Exercise: Could you reproduce each of the rows below word for word, with nothing changed or left out?

[Dataset rows]
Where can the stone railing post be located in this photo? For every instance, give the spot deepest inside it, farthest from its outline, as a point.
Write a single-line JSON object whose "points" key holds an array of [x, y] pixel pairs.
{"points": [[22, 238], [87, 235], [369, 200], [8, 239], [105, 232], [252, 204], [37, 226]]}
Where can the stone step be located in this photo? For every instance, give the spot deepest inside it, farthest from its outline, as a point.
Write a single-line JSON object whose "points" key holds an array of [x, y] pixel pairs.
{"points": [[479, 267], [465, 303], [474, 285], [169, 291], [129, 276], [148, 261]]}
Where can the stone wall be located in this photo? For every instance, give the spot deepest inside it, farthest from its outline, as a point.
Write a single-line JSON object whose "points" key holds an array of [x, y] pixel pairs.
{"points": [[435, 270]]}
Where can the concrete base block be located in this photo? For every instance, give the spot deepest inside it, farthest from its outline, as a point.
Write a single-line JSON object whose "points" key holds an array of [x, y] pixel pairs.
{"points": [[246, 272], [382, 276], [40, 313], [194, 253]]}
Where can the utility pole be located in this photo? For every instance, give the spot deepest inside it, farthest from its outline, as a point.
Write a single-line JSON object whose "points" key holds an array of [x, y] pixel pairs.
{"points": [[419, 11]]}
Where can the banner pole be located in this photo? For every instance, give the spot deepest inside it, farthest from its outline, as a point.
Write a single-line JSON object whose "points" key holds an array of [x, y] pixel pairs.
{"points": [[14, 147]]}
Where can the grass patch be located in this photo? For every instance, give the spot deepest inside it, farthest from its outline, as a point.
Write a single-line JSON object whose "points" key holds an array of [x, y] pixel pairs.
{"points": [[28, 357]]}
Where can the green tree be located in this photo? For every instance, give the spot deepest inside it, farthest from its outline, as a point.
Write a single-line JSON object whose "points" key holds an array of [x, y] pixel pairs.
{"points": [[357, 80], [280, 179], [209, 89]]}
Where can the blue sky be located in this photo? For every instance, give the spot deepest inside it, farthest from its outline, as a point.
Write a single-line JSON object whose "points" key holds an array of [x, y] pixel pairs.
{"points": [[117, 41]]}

Solution for this task:
Where can the stone railing post be located in this photo? For every instance, give the spot deepest inside it, farthest from its outline, as a point.
Write a single-line JSON object whose "points" key holds an array of [x, y] pixel pairs.
{"points": [[22, 238], [87, 235], [369, 200], [8, 239], [105, 232], [252, 204], [37, 226]]}
Where can the stone step be located in this photo? For every instance, give the spot deepest inside it, farthest from its outline, as a point.
Write a single-line JSON object whose "points" key holds an array of [x, y] pixel pairs.
{"points": [[479, 267], [465, 303], [474, 285], [169, 291], [129, 276], [148, 261]]}
Where can the stone wall be located in this photo? For every instance, give the spot deepest inside it, farthest from its outline, as a point.
Write a single-line JSON object whose "points" key holds an array of [x, y] pixel pairs.
{"points": [[435, 270]]}
Where can the concrete base block be located in this photo? For every instance, give the spot deepest inside it, farthest from its outline, as a point.
Write a single-line JSON object whose "points" key holds an array of [x, y] pixel pairs.
{"points": [[246, 272], [382, 276], [40, 313], [194, 253]]}
Where can the utility pole be located in this photo? For every instance, give the spot deepest inside it, farthest from its outline, as a point.
Write a single-line JSON object whose "points" key holds an array of [x, y] pixel pairs.
{"points": [[419, 11]]}
Where can the banner pole be located in this photo? For every instance, give the spot deepest inside it, farthest from its outline, as a point.
Write a single-line JSON object whose "points" key holds an array of [x, y] pixel pairs.
{"points": [[14, 147]]}
Where can the grass patch be located in this photo? For every instance, give the spot deepest inside it, farthest from its outline, as a point.
Write a single-line JSON object whose "points" key holds an array of [x, y] pixel pairs.
{"points": [[28, 357]]}
Where can the green tree be located in this photo? For every instance, give the spot deepest inside it, farthest from its outline, as a point.
Write a single-line JSON object whose "points" key holds an array of [x, y] pixel pairs.
{"points": [[357, 80], [280, 179], [209, 89]]}
Where can the blue sky be located in this photo? For every instance, give the spot deepest inside it, farthest from its outline, as a point.
Write a single-line JSON object whose "points" key holds an array of [x, y] pixel pairs.
{"points": [[117, 41]]}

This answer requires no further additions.